Мне удалось преодолеть и выстрадать все искусственно созданные препятствия для русских, выезжающих самостоятельно за границу из СССР по приглашению иностранных граждан. Существовавший тогда ещё «железный занавес» вдруг приподнялся для меня и, боясь, что он с железным звоном опустится вновь, я выскользнула из-под него и полетела…
***
Последующие 30 лет летала в Никарагуа ещё десять раз, и грамоту за неоднократное пересечение Атлантики мне торжественно вручили на борту «Аэрофлота».
Помню каждый свой полёт, это необузданное студенческое веселье в аэропорту. Группировались все по странам, я, конечно, с никарагуанскими студентами. Молодёжь из латиноамериканских стран училась в бывшем СССР, любезно принятая в наши международные ВУЗы.
Бывало, что студенты немного выпивали за встречу, а потом шкодничали беззлобно, как то возили друг друга на багажных тележках через весь аэропорт, или же прятали от милиции распочатую бутылочку вина в рядом стоящую сумку ничего не подозревавших серьёзных пассажиров, а потом опять забирали.
Ребята передавали небольшие посылки для родственников в обе стороны. Всё было просто и здорово!
Самолёт всегда вылетал в половине третьего ночи, делая две дозаправки по пути следования. Но где? Пассажиры заранее об этом не знали, уже в полёте объявляли о предстоящих посадках. Видимо, была в том какая-то хитрость на предмет угона самолёта. На каждую дозаправку уходил час или полтора времени, и в результате перелёт оказывался почти суточным.
В августе 1991 года произошёл путч у Белого дома в Москве, а мы на тот момент были уже в воздухе, успев вылететь из московского «Шереметьево». Те, кому предстояло лететь следующими рейсами, задержались в аэропорту на трое суток до восстановления порядка в стране.
О путче я узнала при дозаправке в Северной Ирландии, где по всем мониторам аэропорта транслировали нашу родную столицу, заезженную танками и затоптанную толпами обезумевших людей. На документальную съёмку военных лет это не походило, головоломка казалась неразрешимой. И только при посадке на Кубе наши стюардессы внесли относительную ясность произошедшего события.
В ту ночь случилось противостояние двух государственных структур. В результате трёхдневной борьбы, к власти пришло новое правительство России во главе с Б. Н. Ельциным. Эти события выпали из моей жизни. В стране меня тогда не было.

### СПИСОК ДАННЫХ
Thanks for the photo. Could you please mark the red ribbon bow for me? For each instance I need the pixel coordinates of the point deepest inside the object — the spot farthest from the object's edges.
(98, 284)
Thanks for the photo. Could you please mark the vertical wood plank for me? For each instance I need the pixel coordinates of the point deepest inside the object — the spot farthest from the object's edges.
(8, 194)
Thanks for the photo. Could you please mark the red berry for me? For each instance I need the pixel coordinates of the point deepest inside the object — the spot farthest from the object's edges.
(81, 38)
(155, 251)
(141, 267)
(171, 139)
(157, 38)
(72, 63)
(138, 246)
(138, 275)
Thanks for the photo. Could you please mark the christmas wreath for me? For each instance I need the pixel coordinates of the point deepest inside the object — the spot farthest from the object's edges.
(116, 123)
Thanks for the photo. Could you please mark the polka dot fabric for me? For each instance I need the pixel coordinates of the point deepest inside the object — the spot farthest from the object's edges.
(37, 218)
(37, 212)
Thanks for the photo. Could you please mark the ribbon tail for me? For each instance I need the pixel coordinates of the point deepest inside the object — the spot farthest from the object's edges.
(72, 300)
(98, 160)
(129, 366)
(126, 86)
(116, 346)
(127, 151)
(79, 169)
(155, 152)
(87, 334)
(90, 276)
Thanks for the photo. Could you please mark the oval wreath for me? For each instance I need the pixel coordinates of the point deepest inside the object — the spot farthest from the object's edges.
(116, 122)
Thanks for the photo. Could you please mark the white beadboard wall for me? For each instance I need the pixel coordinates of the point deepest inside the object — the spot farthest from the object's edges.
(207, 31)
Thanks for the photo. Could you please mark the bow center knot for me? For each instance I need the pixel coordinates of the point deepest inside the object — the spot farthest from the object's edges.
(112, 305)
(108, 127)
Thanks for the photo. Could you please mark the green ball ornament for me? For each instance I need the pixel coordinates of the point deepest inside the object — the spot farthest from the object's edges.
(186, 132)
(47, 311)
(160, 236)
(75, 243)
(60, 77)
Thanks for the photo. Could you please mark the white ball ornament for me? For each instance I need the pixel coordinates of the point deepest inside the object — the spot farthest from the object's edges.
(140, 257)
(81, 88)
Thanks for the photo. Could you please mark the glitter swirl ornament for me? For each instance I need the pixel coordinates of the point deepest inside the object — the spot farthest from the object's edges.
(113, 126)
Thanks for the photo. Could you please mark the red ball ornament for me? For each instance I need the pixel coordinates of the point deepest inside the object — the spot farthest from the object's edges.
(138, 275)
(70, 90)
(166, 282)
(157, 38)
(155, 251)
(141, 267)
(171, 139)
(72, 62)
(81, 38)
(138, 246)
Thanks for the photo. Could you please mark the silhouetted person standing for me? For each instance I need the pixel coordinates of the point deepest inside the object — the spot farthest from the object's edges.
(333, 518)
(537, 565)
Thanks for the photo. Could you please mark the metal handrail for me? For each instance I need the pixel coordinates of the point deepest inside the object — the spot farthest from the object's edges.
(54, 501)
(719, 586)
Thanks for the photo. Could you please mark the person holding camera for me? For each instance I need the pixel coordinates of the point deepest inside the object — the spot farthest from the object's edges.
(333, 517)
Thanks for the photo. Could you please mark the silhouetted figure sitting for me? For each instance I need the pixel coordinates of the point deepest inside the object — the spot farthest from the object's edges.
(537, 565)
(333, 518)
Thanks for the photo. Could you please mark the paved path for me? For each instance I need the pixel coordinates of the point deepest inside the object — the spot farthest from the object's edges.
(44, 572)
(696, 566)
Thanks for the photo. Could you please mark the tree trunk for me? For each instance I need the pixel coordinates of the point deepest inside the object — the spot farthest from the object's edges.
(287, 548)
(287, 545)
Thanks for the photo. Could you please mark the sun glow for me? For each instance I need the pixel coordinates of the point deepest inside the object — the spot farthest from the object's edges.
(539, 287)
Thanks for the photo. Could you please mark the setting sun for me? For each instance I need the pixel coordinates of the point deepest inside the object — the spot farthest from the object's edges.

### ЗАДАНИЕ
Объясните по тексту о полётах в Никарагуа, почему перелёт оказывался почти суточным. Ответ дайте в одном–трёх предложениях.

### РАЗБОР РЕШЕНИЯ
Самолёт делал по пути две дозаправки. На каждую уходил час или полтора, поэтому перелёт растягивался почти на сутки.